Reproduce the listing from its start through the line containing "M 194 37 L 195", inclusive, requests and all. Shift every coordinate in the answer outlines by adding 117 to it.

== RECORDS FOR PROCESSING

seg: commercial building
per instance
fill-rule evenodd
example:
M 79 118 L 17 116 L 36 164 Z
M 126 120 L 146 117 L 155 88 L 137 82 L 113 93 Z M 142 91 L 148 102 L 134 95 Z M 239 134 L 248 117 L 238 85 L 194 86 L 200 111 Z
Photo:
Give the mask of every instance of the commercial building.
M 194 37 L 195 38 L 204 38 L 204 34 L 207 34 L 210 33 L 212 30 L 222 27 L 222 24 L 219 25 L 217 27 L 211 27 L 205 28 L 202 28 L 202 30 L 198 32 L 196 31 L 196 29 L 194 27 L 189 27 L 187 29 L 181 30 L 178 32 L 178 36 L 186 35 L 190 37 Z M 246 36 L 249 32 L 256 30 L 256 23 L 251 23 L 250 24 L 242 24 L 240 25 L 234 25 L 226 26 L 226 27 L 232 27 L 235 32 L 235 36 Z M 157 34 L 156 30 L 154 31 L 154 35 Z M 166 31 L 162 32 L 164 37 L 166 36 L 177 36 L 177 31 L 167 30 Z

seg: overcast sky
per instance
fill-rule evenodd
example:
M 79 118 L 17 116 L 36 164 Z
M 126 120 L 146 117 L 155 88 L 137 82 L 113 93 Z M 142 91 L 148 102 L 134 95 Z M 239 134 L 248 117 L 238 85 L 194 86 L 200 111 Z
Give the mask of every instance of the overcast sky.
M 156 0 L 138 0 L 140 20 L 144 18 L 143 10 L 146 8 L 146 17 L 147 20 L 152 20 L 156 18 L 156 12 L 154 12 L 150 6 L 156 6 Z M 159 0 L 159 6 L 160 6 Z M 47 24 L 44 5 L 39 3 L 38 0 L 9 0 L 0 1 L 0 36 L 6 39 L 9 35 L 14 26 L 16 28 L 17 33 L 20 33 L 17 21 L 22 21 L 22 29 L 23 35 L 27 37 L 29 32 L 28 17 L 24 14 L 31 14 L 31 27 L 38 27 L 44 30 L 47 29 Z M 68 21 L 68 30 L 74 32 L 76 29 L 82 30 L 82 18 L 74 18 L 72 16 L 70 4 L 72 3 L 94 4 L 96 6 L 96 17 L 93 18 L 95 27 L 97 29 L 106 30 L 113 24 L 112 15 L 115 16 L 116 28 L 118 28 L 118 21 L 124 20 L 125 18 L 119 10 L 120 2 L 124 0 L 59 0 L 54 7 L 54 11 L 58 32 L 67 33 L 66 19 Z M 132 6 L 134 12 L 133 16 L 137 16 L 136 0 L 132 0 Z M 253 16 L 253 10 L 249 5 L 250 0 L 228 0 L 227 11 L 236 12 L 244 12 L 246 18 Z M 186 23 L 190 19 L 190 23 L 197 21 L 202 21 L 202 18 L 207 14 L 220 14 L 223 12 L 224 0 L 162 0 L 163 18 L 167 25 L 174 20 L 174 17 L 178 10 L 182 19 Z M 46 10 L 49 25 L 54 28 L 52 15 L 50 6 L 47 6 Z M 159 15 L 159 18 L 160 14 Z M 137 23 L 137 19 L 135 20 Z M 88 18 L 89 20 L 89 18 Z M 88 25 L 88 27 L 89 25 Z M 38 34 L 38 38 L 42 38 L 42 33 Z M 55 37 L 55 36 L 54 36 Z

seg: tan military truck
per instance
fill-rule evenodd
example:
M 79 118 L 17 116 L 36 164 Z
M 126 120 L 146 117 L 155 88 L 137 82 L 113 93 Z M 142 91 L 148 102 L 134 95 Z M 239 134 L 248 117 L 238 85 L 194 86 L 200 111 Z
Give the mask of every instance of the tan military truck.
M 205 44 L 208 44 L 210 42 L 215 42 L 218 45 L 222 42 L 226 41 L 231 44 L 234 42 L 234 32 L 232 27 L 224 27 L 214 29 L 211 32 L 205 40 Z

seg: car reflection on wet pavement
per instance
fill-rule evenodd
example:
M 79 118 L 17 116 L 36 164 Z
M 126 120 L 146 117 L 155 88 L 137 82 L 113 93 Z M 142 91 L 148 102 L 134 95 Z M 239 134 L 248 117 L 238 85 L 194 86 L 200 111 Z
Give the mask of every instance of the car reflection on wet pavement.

====

## SOLUTION FOR THIS EXERCISE
seg: commercial building
per instance
fill-rule evenodd
example:
M 79 118 L 17 116 L 36 164 Z
M 126 120 L 146 117 L 155 88 L 137 82 L 113 93 Z M 142 91 L 148 102 L 134 95 Z M 239 134 L 248 117 L 238 85 L 194 86 L 200 111 Z
Photo:
Give the mask of every instance of the commercial building.
M 311 154 L 312 155 L 321 155 L 321 151 L 324 151 L 327 150 L 329 147 L 339 144 L 339 141 L 336 142 L 334 144 L 328 144 L 322 145 L 319 145 L 319 147 L 315 149 L 313 148 L 313 146 L 311 144 L 306 144 L 304 146 L 298 147 L 295 149 L 295 153 L 303 152 L 307 154 Z M 363 153 L 366 149 L 373 147 L 373 140 L 368 140 L 367 141 L 359 141 L 357 142 L 351 142 L 343 143 L 343 144 L 349 144 L 352 149 L 352 153 Z M 274 151 L 273 147 L 271 148 L 271 152 Z M 283 148 L 279 149 L 281 154 L 283 153 L 294 153 L 294 148 L 284 147 Z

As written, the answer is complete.